Input material
____________________

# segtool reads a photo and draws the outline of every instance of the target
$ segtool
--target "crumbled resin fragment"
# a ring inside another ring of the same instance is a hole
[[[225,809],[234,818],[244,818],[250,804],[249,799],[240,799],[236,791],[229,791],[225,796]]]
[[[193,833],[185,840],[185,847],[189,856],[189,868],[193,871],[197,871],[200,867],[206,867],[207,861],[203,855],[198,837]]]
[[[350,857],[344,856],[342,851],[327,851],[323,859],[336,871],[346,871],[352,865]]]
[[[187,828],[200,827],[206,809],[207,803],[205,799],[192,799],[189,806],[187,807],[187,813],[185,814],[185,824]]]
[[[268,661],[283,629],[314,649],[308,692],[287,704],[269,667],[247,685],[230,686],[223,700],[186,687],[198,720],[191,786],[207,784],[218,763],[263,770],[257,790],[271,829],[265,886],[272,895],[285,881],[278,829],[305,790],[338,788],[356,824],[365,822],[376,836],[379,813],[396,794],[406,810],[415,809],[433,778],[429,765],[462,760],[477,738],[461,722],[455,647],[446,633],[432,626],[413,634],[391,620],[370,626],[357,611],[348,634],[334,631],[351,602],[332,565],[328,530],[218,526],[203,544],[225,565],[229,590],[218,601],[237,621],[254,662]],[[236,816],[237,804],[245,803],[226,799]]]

____________________

Given problem
Duplicate every item above line for line, changing no characters.

Response to this exercise
# segtool reads a photo and draws the outline of every instance of the target
$ segtool
--target "crumbled resin fragment"
# a ring inside another ring of the same instance is a hole
[[[225,809],[234,818],[244,818],[250,804],[249,799],[240,799],[236,791],[229,791],[225,796]]]
[[[193,833],[185,840],[185,847],[189,856],[189,868],[193,871],[197,871],[200,867],[206,867],[207,861],[203,855],[198,837]]]
[[[350,857],[344,856],[342,851],[327,851],[323,859],[336,871],[346,871],[352,865]]]
[[[187,828],[200,827],[206,809],[207,803],[205,799],[192,799],[189,806],[187,807],[187,813],[185,814],[185,824]]]
[[[268,661],[283,629],[314,649],[308,692],[287,704],[269,667],[247,685],[230,686],[223,700],[186,687],[198,720],[191,786],[207,784],[218,763],[263,770],[257,790],[271,829],[265,886],[272,895],[285,881],[278,829],[305,790],[338,788],[356,824],[365,822],[376,836],[379,813],[396,794],[406,810],[415,809],[433,778],[429,765],[462,760],[477,738],[461,722],[455,647],[446,633],[432,626],[413,634],[391,620],[370,626],[357,611],[348,634],[334,631],[351,602],[332,565],[328,530],[218,526],[203,544],[225,565],[229,590],[218,601],[237,621],[254,662]],[[236,816],[237,804],[245,803],[226,799]]]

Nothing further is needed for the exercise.